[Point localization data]
• • • •

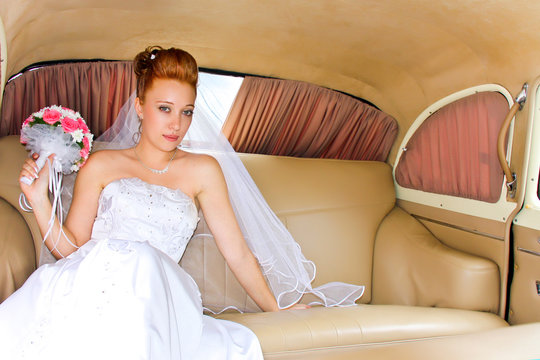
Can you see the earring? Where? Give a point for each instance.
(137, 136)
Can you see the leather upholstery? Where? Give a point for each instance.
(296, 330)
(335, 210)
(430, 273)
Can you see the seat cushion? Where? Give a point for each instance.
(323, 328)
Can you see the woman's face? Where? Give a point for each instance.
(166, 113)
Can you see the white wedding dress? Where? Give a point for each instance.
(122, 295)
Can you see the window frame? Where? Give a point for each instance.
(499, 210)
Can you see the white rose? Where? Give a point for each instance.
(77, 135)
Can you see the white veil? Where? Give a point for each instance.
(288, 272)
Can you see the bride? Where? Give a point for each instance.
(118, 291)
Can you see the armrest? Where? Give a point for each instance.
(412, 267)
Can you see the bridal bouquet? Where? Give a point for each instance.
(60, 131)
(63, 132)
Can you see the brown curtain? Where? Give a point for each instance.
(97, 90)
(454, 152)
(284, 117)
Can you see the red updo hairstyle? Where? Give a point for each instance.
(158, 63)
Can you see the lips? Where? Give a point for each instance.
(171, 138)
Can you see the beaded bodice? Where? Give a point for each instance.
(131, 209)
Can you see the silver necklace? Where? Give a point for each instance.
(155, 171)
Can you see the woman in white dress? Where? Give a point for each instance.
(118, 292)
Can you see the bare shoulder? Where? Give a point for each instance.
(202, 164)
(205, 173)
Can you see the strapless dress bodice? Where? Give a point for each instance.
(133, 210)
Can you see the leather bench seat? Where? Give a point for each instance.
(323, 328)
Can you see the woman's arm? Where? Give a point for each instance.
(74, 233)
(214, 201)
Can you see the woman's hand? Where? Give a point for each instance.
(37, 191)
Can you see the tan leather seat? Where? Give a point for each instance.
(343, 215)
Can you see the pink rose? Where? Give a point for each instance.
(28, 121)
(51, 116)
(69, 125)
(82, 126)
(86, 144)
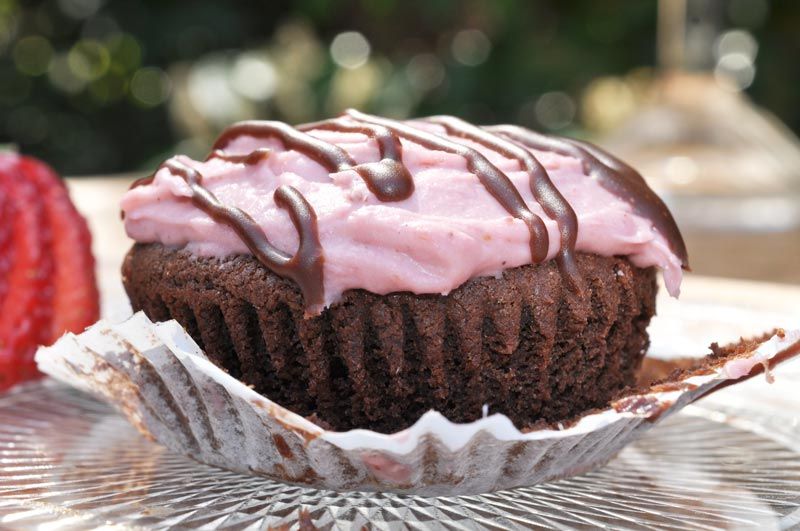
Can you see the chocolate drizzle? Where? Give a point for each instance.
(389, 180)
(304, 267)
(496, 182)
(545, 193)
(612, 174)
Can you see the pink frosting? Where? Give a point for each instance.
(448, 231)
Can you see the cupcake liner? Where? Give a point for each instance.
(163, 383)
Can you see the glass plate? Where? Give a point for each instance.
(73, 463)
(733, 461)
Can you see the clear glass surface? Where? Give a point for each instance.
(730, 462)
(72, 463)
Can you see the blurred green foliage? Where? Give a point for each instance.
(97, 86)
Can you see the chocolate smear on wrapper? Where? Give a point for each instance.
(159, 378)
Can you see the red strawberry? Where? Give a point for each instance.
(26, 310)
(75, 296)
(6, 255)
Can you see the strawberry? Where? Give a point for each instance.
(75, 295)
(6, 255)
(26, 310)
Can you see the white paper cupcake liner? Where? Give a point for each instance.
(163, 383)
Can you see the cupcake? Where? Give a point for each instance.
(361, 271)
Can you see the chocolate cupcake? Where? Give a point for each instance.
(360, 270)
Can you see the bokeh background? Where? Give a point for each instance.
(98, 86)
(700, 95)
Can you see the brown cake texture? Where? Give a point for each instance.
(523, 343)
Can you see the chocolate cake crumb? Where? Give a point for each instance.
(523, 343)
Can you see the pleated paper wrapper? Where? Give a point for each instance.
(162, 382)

• • • •

» **What the task requires**
Go through the entries and retype each one exactly, skipping any image.

» **Solution to this exercise**
Can you see the earring? Where? Give a point for each instance.
(137, 136)
Can you see the leather upholstery? Where? Give a point for each instance.
(296, 330)
(335, 210)
(430, 273)
Can you see the seat cushion? Where? Give a point for each instance.
(323, 328)
Can you see the woman's face? Where? Give a point for each instance.
(166, 113)
Can you see the white wedding dress? Where? Give a point for each instance.
(122, 295)
Can you see the window frame? Where? Give a point for each instance.
(499, 210)
Can you see the white rose? Where? Give a point for each instance.
(77, 135)
Can you see the white veil? Where? Give a point for each instance.
(288, 272)
Can you see the bride? Where? Give a point for each instance.
(118, 291)
Can you see the armrest? Where? Give a point for each instance.
(412, 267)
Can you see the bridal bouquet? Where? Give a point for each instance.
(60, 131)
(63, 132)
Can you see the brown curtain? Where? Give a point for each instance.
(97, 90)
(454, 152)
(284, 117)
Can you see the red updo hairstyle? Where? Give a point for each instance.
(158, 63)
Can you see the lips? Where? Give a point for each instance.
(171, 138)
Can you see the beaded bodice? Where? Give a point for each instance.
(131, 209)
Can you see the silver necklace? Where? Give a point for each instance.
(155, 171)
Can you see the woman in white dress? Where? Give a point for each instance.
(118, 292)
Can you see the bare shoulder? Where? Give a point for each instance.
(202, 164)
(205, 173)
Can you see the strapless dress bodice? Where? Give a point for each instance.
(133, 210)
Can you see the leather bench seat? Where? Give a point for each instance.
(323, 328)
Can you see the woman's arm? Where? Give a point for each instance.
(74, 233)
(214, 201)
Can you see the woman's hand? Where? Give a point for each instance.
(37, 191)
Can you see the tan leather seat? Where? Give a point for each instance.
(343, 215)
Can you see the pink rose? Where? Give a point for each instance.
(28, 121)
(51, 116)
(69, 125)
(82, 126)
(86, 144)
Can you see the chocolate drizzle? Where? Give a point for each instance.
(389, 180)
(304, 267)
(496, 182)
(545, 193)
(612, 174)
Can you see the pink frosting? Where? Give a point for each instance.
(448, 231)
Can you see the cupcake liner? Where? Give a point for each instance.
(163, 383)
Can you see the glass plate? Where? Give a point for each instance.
(73, 463)
(733, 461)
Can you see the clear glass surface? Where? Give a point for each instance.
(730, 462)
(72, 463)
Can you see the blurred green foliage? Where? Give a point for each instance.
(97, 86)
Can you see the chocolate smear on wrapper? Where? Give a point for each instance.
(159, 378)
Can you see the red strawberry? Where? Give a point for each instance.
(26, 310)
(75, 296)
(6, 255)
Can you see the strawberry? Where? Give a point for each instance.
(75, 295)
(6, 255)
(26, 310)
Can you see the white paper cupcake liner? Where? Give a point for each instance.
(163, 383)
Can you see the cupcake? Where? Give a point for each instance.
(361, 271)
Can you see the chocolate cupcake? Where? Give a point for each instance.
(360, 270)
Can you see the bokeh background? Where? Give a point for each instance.
(98, 86)
(700, 95)
Can you see the brown cake texture? Where? Give a point for each instance.
(523, 343)
Can you see the chocolate cake crumb? Where? Give a point for each instance.
(523, 343)
Can you see the pleated paper wrapper? Where? Give a point for each instance.
(162, 382)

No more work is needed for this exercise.